At my office we often discuss this exact topic and most of us want exactly the same cloud. It seems like a purely "nerd" solution though. Dropbox has the market cornered because not technical users get it and it works. On multiple occasions we've come to the conclusion that this is a nerd dream and out of the computational desires of the average user. The question becomes will the gap between "average" and "power" user only get larger or smaller with simple cloud services at the forefront? Also, we've come a long way with API's but I don't know of too many services that allow competitor interop.
The reason I don't think this is just a "nerd dream" anymore is that general trends in the broader world are sharpening the need for really good cloud storage for everyone.

Like a lot of folks here, I'm sure, I've been thinking about this stuff for a long time. I built a peer-to-peer backup proof of concept in 1999, for example. (But knew, even while writing that code, that there bandwidth wasn't cheap enough for enough people for such a thing to take off.) The thing is, until very recently, my needs diverged a lot from all of the non-techies I know.

But that's less and less true. These days, most white collar workers depend completely on their computers (and phones and tablets) to do all of their work, every day. Corporate IT investment in "collaboration" tools like Sharepoint and Dropbox is large, and getting larger every quarter. Having access to your files, and the files that your colleagues share with you, and the various static resources your company maintains on your intranet, is becoming more and more important. So there's a clear business driver to build more sophisticated storage, access and sharing capabilities.

And, relatedly, many non-techies now use multiple computing devices every day. The laptop-plus-phone-plus-tablet user profile is the norm for more and more people. My sense is that iTunes Match and iCloud and various photo stream implementations are the special-purpose, walled-garden, leading edge indicators that this stuff will, eventually, get built into all our platforms and that we'll expect some level of interoperability between platforms. (Just as AirPlay is the leading-edge indicator that in a few years we'll all expect to be able to push video around between all our screens without having to use any wires.)

Jungle Disk (https://www.jungledisk.com/) is pretty much what the article describes:

* Files are stored in a provider of your choice (current options are S3 and RackSpace)

* Encrypted using a key stored locally

* Looks like a local disk

* Files are cached locally according to a set limit

Unfortunately, the implementation is too sloppy.

At least on OS X, the server is accessed using a local WebDAV server that proxies all of the file access. The WebDAV server is a piece of crap that was extremely slow, and would periodically, mysteriously drop its connection, which would cause Finder to stall and complain. (I reported this problem to the Jungle people, but they were not able to figure out the problem, even from the debug logs.)

The caching does not work in practice. It seems to not support streaming -- if you try to access a file that is not in the cache, it will download the entire file before you can read a single byte from it. (Actually this is merely a hypothesis at this point: I tried using Jungle Disk for my MP3 library, but whenever I tried to play a non-cached file, I had to wait half a minute for the file to be downloaded. This problem may be because MP3 files often store their song metadata, which players like Spotify use, at the end of the file, and Jungle most likely does not support seeking into uncached files.)

There is no reason why a service such as Jungle Disk could not work, but it's all in the implementation.

I'd like to understand what he(?) means by "time as a first-class construct", separate from versioning. He goes into a lot of detail about the encryption requirements, but not that.

Overall, I fully approve. I don't think it's just a nerd dream; I'd like to see it become a neccessity. It's just going to be hard.

"But I still have a couple hundred gigabytes in my home directory that I pull across to every new computer I set up."

____

#### [GIVEN INSTRUCTION 1]
Reproduce the cloud storage discussion word for word from "At my office" to "allow competitor interop.".
#### [GIVEN INSTRUCTION 2]
Resume the cloud storage discussion, picking up after its final sentence.
The entries below are not needed.

Raw entries:
____

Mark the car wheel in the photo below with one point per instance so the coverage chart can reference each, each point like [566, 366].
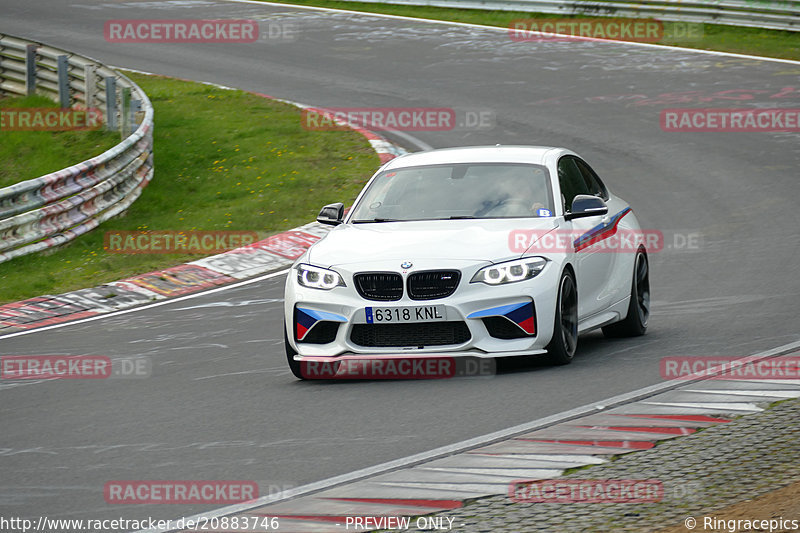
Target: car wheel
[562, 346]
[635, 324]
[294, 366]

____

#### [FINAL RESULT 1]
At my office we often discuss this exact topic and most of us want exactly the same cloud. It seems like a purely "nerd" solution though. Dropbox has the market cornered because not technical users get it and it works. On multiple occasions we've come to the conclusion that this is a nerd dream and out of the computational desires of the average user. The question becomes will the gap between "average" and "power" user only get larger or smaller with simple cloud services at the forefront? Also, we've come a long way with API's but I don't know of too many services that allow competitor interop.

#### [FINAL RESULT 2]
That seems... like a lot. Maybe I'm used to the space constraints of tablets/netbooks/SSDs, but I've been pushing everything not inherently tied to my local machine to a home NAS (e.g. a Kurobox or Buffalo NAS) for years now.

If you really want to see something, you have to come up with who would build it and why. The market generally doesn't want to pay much for software, but are willing to pay through the nose for services. If you don't think through this part you really are just whining, and quite often are even doing so to people who already agree with you.

This means that there is very little money available to build something like this (where one of the key properties was "use the provider of your choice for the data") unless it at least goes through a single centralized middle-man first.

In fact, I will go so far as to say that it would have a purely negative effect on this space: at this time, companies offering similar devices are able to make enough money to, well, spend it on R&D in this space.

In a world where the revenue stream becomes a combination o "dumb hosting" and "software" you will see fewer features, less reliability, poor scalability, and generally a slowing down of this entire area of the storage market.

Which, of course, then means that all of the other comments in this article regarding "rethinking the filesystem" is almost certainly not something you will see from this kind of project, whereas I'd be floors if Dropbox wasn't looking at that right now and we all know Apple is (albeit using profit from integrated hardware, not hosting).

To vastly oversimplify, this stuff happens in one of two ways: like email or like Facebook. (Like linux or like iOS. Like SQL or like SAP. Like the web browser or like Photoshop.)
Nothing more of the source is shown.